## START Material shown
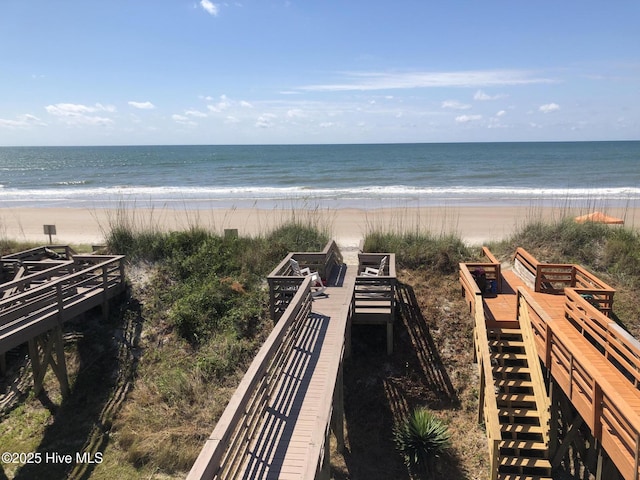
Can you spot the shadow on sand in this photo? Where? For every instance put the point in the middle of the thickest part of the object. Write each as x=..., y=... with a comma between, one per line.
x=381, y=389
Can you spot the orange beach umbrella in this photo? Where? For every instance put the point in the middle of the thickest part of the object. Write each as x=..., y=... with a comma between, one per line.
x=599, y=217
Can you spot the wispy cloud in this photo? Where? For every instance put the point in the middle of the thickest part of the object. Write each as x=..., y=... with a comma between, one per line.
x=484, y=97
x=78, y=114
x=22, y=121
x=183, y=120
x=455, y=105
x=142, y=105
x=388, y=81
x=195, y=113
x=209, y=7
x=549, y=107
x=468, y=118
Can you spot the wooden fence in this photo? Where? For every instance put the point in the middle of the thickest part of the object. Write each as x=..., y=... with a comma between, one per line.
x=487, y=404
x=224, y=452
x=283, y=284
x=554, y=278
x=25, y=314
x=608, y=404
x=374, y=297
x=491, y=269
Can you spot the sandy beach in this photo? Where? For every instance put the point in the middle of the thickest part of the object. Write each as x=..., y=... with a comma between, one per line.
x=348, y=226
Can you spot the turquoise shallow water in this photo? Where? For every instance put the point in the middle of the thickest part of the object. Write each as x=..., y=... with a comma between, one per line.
x=364, y=176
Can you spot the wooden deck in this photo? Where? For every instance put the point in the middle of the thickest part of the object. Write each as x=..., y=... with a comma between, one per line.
x=43, y=288
x=277, y=424
x=598, y=379
x=288, y=443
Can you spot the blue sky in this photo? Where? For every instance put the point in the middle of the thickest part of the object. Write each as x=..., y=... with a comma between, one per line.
x=116, y=72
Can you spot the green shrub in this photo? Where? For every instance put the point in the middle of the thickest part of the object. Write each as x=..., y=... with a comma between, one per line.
x=421, y=438
x=420, y=250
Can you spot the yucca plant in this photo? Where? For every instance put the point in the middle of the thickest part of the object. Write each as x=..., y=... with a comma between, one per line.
x=421, y=438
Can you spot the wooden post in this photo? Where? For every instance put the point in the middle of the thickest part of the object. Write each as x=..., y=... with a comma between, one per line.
x=338, y=411
x=481, y=394
x=554, y=418
x=40, y=352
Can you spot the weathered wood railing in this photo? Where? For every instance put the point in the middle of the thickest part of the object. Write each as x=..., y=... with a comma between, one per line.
x=283, y=284
x=34, y=311
x=33, y=273
x=617, y=345
x=491, y=268
x=223, y=453
x=587, y=382
x=554, y=278
x=374, y=297
x=487, y=403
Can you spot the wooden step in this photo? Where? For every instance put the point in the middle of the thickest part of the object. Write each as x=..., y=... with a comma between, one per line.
x=511, y=428
x=506, y=370
x=514, y=383
x=498, y=333
x=509, y=356
x=516, y=444
x=517, y=412
x=511, y=398
x=502, y=342
x=521, y=476
x=525, y=462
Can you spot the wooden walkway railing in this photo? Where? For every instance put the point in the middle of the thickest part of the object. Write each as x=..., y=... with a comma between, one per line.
x=283, y=284
x=225, y=452
x=277, y=424
x=374, y=297
x=608, y=401
x=593, y=360
x=40, y=298
x=487, y=403
x=554, y=278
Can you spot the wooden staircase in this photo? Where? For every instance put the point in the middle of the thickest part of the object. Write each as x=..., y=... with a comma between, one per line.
x=523, y=453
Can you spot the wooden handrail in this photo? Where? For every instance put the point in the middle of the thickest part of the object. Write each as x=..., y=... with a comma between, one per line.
x=612, y=420
x=38, y=309
x=227, y=441
x=620, y=348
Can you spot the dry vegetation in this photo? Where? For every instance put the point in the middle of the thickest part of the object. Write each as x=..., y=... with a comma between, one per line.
x=146, y=396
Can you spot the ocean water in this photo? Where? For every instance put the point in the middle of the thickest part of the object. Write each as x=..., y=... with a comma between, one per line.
x=364, y=176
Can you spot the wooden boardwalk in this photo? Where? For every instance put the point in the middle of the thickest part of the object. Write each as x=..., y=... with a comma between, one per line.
x=287, y=444
x=45, y=287
x=588, y=357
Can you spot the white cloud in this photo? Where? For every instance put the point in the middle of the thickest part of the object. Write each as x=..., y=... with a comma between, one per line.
x=142, y=105
x=455, y=105
x=209, y=7
x=195, y=113
x=468, y=118
x=483, y=97
x=182, y=120
x=295, y=113
x=549, y=107
x=22, y=121
x=78, y=114
x=221, y=106
x=385, y=81
x=265, y=120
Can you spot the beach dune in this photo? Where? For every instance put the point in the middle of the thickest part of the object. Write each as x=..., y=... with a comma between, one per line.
x=475, y=225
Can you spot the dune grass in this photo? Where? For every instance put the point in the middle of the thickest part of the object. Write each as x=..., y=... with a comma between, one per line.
x=162, y=370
## END Material shown
• Problem details: Scale the rows from the line with "Can you spot the yucca" to the line with "x=523, y=453", both included, and write out every line. Keep all other wording unchanged, and multiply each x and y coordinate in the answers by 0.9, rounding to whole numbers with halves rounded up.

• Response to this exercise:
Can you spot the yucca plant in this photo? Where? For every instance put the point in the middle of the thickest part of the object. Write each as x=..., y=... with a comma between, one per line.
x=379, y=394
Can you spot the wooden post in this photo? Where? For every instance put the point in the middle of the thickest part of the object. Write each as x=..., y=... with a comma between, one per line.
x=304, y=370
x=433, y=355
x=499, y=376
x=36, y=317
Can you spot the weathered wood railing in this photo? Where? For every instance put the point in the middle of the thickest part of the object. Write each as x=..., y=... with a comma between, one per line.
x=255, y=256
x=31, y=280
x=30, y=246
x=555, y=311
x=442, y=241
x=201, y=408
x=528, y=344
x=499, y=250
x=337, y=267
x=438, y=363
Can you spot the wooden step in this photo? Where? For every instance put the point in the middle of the thickest part of the object. Write each as x=..., y=... with a comma between, one per line.
x=460, y=385
x=455, y=333
x=463, y=345
x=448, y=300
x=458, y=320
x=464, y=400
x=465, y=371
x=460, y=358
x=452, y=308
x=469, y=428
x=473, y=416
Can you spot the wooden walkway railing in this photo? Where? For every instance put the point in the middle of the thickest part of the object. Write each as x=..., y=... with a comma between, one per line.
x=255, y=256
x=203, y=407
x=249, y=382
x=337, y=267
x=547, y=361
x=534, y=324
x=36, y=268
x=438, y=363
x=499, y=250
Can you spot the wooden staircase in this photo? Where? For every instance put the point in the middle of the thickest part of the object. Write each as x=..., y=... with a comma between, one per line.
x=471, y=408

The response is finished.